** Records for this exercise follows **

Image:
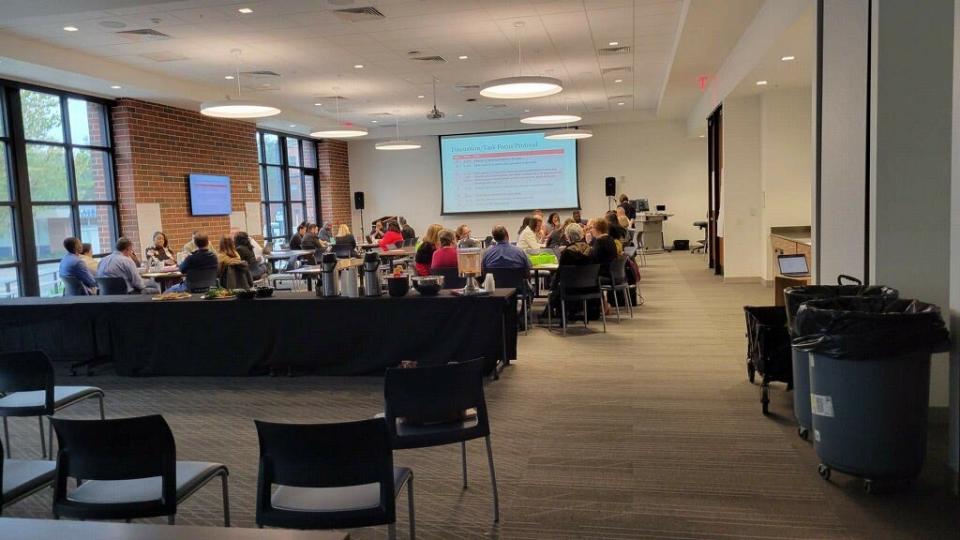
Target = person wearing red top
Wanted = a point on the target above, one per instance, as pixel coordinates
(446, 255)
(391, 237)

** End of Records for this exercise **
** Records for this exercise follows **

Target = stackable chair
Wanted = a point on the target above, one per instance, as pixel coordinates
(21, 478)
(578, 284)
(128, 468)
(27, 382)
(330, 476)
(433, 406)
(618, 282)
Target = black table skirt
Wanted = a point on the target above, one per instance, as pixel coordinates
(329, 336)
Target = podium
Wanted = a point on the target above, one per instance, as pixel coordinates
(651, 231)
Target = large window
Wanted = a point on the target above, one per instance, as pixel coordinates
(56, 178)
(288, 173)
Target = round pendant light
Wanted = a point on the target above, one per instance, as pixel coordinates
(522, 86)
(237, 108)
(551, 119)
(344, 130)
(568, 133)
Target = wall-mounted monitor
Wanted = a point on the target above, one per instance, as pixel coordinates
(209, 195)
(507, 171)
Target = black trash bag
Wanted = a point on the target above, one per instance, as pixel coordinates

** End of Records for this exercise **

**Work to be completed:**
Scan the data above for the string "black" and copy each line where it appears.

**Written response:**
Target = black table skirt
Target = black trash bag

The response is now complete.